**Objective:** Reproduce the following data line for line, without altering anything.

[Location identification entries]
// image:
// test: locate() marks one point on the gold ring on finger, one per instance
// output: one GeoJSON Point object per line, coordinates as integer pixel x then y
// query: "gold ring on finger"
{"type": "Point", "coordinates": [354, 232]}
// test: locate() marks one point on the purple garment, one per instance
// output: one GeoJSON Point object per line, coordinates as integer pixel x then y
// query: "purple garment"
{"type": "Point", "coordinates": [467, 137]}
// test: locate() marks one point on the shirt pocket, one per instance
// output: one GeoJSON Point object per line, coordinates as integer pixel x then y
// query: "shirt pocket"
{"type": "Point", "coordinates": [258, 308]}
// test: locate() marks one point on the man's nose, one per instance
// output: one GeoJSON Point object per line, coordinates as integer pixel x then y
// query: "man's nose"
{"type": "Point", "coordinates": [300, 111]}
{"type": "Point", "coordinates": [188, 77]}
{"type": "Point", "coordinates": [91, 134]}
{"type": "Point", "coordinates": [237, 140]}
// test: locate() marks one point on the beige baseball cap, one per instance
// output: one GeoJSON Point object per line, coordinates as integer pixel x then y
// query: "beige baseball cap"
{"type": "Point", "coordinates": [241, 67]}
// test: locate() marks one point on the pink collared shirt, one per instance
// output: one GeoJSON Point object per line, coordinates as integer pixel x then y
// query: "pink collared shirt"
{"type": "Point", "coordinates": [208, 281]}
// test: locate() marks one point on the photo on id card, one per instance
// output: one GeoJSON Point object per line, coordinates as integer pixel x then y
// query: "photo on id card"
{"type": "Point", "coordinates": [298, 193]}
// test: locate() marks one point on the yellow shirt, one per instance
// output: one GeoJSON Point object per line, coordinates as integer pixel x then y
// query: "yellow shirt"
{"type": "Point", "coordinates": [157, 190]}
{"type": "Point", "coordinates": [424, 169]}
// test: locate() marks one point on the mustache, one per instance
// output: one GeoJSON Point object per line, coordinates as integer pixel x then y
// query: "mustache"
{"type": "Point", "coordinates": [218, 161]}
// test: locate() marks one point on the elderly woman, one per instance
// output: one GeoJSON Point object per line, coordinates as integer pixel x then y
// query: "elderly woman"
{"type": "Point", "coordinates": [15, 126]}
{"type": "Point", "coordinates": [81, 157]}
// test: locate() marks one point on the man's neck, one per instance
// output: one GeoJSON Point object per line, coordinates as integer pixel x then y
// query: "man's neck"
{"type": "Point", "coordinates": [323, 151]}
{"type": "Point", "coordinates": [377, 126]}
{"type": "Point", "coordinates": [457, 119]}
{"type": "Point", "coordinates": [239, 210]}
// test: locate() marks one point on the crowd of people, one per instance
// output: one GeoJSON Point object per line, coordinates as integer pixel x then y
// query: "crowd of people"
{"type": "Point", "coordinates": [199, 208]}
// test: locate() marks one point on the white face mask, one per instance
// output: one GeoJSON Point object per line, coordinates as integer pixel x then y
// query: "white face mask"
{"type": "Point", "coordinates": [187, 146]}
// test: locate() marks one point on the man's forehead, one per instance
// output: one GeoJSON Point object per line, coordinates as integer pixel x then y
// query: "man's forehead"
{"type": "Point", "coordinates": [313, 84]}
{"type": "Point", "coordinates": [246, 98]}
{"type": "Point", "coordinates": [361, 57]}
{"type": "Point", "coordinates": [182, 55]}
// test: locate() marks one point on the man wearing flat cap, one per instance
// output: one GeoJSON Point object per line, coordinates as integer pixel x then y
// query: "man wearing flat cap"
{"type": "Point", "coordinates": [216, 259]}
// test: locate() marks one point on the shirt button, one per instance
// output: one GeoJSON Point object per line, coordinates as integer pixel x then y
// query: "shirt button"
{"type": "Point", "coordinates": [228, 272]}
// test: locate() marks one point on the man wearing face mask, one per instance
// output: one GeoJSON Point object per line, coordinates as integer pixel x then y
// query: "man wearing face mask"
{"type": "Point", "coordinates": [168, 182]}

**Answer to the exercise:**
// image:
// test: locate() marks one point on the gold ring on finger, one per instance
// output: one GeoJSON Point object per line, coordinates as integer pixel x then y
// query: "gold ring on finger"
{"type": "Point", "coordinates": [354, 232]}
// test: locate() marks one point on the purple garment, one per instance
// output: one GeoJSON Point object per line, coordinates as integer pixel x then y
// query: "purple garment"
{"type": "Point", "coordinates": [467, 137]}
// test: locate() marks one point on the shirt pocket, one per instance
// output: one GeoJSON Point object per line, coordinates as integer pixel x then y
// query: "shirt pocket"
{"type": "Point", "coordinates": [258, 308]}
// test: locate() marks one point on the man's nose, one per instance
// output: one GeoJSON Point object per line, coordinates as integer pixel x then y
// query: "man's nose"
{"type": "Point", "coordinates": [300, 111]}
{"type": "Point", "coordinates": [188, 77]}
{"type": "Point", "coordinates": [91, 134]}
{"type": "Point", "coordinates": [237, 140]}
// test: locate() marks one point on the beige baseball cap, one per instance
// output: one GeoJSON Point object per line, coordinates as integer pixel x then y
// query: "beige baseball cap"
{"type": "Point", "coordinates": [241, 67]}
// test: locate() marks one point on the pink collared shirt, one per instance
// output: one GeoJSON Point object per line, coordinates as integer pixel x then y
// query: "pink collared shirt"
{"type": "Point", "coordinates": [208, 281]}
// test: locate() marks one point on the photo on id card, one per instance
// output: one GeoJSON Point object per line, coordinates as integer pixel x then y
// query: "photo on id card"
{"type": "Point", "coordinates": [298, 193]}
// test: locate() marks one point on the yellow shirt, one per instance
// output: one GeoJSON Point object per line, coordinates as integer pixel x then y
// query: "yellow shirt"
{"type": "Point", "coordinates": [157, 190]}
{"type": "Point", "coordinates": [424, 169]}
// test: locate() marks one point on the mustache, one per instance
// output: one GeoJSON Point object per line, coordinates as integer pixel x then y
// query: "mustache"
{"type": "Point", "coordinates": [218, 161]}
// test: locate() marks one point on the elderly woman, one per instance
// output: one GeoJSON Point object per line, coordinates as integer pixel x then y
// query: "elderly woman"
{"type": "Point", "coordinates": [15, 126]}
{"type": "Point", "coordinates": [81, 157]}
// test: locate() marks one point on the man's neck, one per instance
// output: one GeoJSON Point object per line, coordinates as integer pixel x then y
// query: "man's neck"
{"type": "Point", "coordinates": [323, 151]}
{"type": "Point", "coordinates": [377, 126]}
{"type": "Point", "coordinates": [457, 119]}
{"type": "Point", "coordinates": [239, 210]}
// test: locate() marks one point on the crowd of people, one per instance
// output: one GeoJSON Point object per line, coordinates as integer pixel x then y
// query: "crowd of people"
{"type": "Point", "coordinates": [199, 208]}
// test: locate() marks one point on the white face mask, one per instance
// output: one GeoJSON Point object per line, coordinates as integer pixel x then y
// query: "white face mask"
{"type": "Point", "coordinates": [187, 146]}
// test: locate() marks one point on the man's forehead, one per instance
// output: one GeoJSON Point object per line, coordinates as integer pixel x then y
// query: "man's forehead"
{"type": "Point", "coordinates": [313, 84]}
{"type": "Point", "coordinates": [246, 98]}
{"type": "Point", "coordinates": [361, 57]}
{"type": "Point", "coordinates": [182, 55]}
// test: locate() marks one point on the man wearing flat cap, one per instance
// output: one GeoJSON Point object per line, coordinates as integer pixel x then y
// query: "man wearing flat cap"
{"type": "Point", "coordinates": [216, 259]}
// test: locate() marks one point on the shirt button, one per instance
// output: one GeoJSON Point object per line, coordinates as integer pixel x then y
// query: "shirt button"
{"type": "Point", "coordinates": [228, 272]}
// test: locate() marks one point on the man wearing face mask, one per instance
// output: one GeoJSON Point object per line, coordinates as integer pixel x then y
// query: "man wearing face mask"
{"type": "Point", "coordinates": [168, 182]}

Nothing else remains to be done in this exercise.